_Data records_.

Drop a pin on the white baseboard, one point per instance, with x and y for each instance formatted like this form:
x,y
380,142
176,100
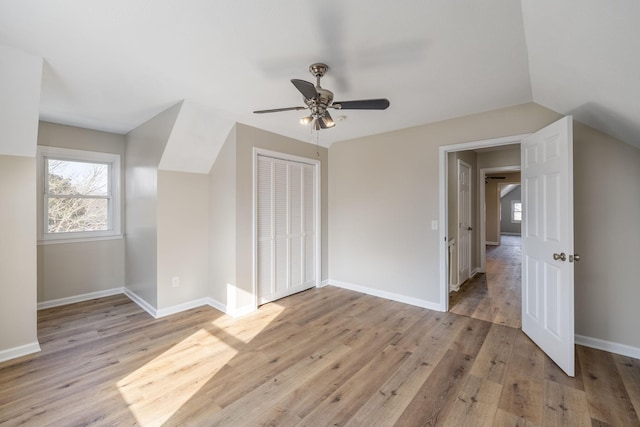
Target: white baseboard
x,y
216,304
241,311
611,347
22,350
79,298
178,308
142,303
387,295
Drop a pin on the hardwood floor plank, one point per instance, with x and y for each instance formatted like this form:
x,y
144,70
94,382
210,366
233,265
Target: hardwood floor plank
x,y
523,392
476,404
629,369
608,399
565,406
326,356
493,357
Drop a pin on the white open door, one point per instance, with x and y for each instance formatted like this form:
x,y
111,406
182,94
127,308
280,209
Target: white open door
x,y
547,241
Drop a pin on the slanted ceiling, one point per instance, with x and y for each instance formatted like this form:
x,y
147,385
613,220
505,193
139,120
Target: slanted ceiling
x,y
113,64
--
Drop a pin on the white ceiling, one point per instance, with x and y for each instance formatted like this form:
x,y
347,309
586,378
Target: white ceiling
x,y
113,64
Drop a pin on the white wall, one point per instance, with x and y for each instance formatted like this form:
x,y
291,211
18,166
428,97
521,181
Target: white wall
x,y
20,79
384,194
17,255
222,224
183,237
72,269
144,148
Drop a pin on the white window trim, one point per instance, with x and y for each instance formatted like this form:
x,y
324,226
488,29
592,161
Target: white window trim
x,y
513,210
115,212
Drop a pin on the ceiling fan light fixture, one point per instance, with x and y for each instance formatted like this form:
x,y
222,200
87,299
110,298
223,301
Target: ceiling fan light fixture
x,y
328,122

_What is expected_.
How many lines in the rows above contain the string "white"? Treat the match as case-sensitive, and reply with the number alone.

_Task response_.
10